[Opening Records supplied section]

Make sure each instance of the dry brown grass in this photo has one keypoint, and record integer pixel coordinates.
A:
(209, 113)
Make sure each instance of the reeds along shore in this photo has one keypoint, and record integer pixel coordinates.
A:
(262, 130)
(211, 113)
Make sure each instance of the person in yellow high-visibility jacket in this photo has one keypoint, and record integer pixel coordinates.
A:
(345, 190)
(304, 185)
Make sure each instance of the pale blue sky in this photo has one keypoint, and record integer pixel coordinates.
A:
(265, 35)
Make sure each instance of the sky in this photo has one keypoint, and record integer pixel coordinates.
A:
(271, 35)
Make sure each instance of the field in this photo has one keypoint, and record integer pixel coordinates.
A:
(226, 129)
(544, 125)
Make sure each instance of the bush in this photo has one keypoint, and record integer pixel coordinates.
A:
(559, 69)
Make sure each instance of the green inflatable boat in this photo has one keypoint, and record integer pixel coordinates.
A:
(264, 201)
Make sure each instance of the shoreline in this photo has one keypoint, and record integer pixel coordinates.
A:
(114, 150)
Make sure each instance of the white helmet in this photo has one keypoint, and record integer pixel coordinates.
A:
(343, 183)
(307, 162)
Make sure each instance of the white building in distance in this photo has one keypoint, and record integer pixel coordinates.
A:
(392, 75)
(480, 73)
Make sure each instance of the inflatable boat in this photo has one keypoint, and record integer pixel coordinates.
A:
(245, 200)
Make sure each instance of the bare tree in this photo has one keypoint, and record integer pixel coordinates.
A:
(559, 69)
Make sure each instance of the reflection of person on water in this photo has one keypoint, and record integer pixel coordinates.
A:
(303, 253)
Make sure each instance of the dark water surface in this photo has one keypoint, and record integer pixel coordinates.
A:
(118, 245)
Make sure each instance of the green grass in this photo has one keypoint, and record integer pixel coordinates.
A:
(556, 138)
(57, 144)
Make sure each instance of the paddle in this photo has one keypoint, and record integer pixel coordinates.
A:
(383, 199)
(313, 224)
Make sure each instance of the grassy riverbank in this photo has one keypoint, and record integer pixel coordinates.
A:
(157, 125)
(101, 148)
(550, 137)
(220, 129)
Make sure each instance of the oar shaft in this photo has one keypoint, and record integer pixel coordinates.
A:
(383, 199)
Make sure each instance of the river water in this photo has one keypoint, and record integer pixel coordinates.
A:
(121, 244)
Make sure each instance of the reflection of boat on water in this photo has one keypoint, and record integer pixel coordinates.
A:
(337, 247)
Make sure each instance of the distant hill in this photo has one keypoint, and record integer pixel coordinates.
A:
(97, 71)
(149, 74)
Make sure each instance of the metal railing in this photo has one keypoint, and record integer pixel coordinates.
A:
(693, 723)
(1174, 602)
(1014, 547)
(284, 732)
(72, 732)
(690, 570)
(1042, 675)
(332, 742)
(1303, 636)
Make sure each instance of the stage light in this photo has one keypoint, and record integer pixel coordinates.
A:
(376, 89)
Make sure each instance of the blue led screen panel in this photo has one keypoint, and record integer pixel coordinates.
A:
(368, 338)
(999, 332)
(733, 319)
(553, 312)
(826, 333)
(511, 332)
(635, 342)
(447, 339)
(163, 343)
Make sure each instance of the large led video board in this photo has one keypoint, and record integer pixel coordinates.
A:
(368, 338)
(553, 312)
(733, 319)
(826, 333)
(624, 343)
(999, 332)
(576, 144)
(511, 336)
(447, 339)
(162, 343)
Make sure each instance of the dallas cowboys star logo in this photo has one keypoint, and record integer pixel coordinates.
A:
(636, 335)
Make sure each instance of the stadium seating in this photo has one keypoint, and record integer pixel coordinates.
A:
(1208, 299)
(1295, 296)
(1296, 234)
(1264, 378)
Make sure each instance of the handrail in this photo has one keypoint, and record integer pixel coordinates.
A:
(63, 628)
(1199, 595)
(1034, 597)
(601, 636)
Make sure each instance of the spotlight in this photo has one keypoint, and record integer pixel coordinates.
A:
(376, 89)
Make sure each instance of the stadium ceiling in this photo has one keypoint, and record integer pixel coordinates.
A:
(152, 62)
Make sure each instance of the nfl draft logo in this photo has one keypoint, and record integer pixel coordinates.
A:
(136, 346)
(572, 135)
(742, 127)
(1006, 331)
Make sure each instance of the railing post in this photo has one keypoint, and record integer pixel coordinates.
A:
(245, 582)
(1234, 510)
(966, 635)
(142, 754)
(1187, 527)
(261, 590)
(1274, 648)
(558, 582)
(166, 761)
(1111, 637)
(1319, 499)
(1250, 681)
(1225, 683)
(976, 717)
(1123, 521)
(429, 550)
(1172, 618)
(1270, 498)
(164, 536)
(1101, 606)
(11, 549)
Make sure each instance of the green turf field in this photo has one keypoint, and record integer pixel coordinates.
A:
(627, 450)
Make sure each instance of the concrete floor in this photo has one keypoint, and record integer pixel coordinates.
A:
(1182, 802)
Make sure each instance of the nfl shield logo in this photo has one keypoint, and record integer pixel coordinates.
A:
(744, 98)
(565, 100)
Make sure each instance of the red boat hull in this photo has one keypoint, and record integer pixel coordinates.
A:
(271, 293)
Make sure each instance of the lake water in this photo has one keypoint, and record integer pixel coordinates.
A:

[Closing Records supplied section]

What the exercise asks>
In the data above, which lines lie between the line with "Make sure each instance of the nfl draft" and the line with "Make sure each instance of the railing", inclusive? Print those lines exactly and nothing else.

Task result>
Make sure each instance of the nfl draft logo in this photo has one keypoint, and record integer pixel coordinates.
A:
(136, 346)
(572, 135)
(742, 127)
(1006, 331)
Make sure each instance of the railing post in this photo has one keypoint, and record integer pixel coordinates.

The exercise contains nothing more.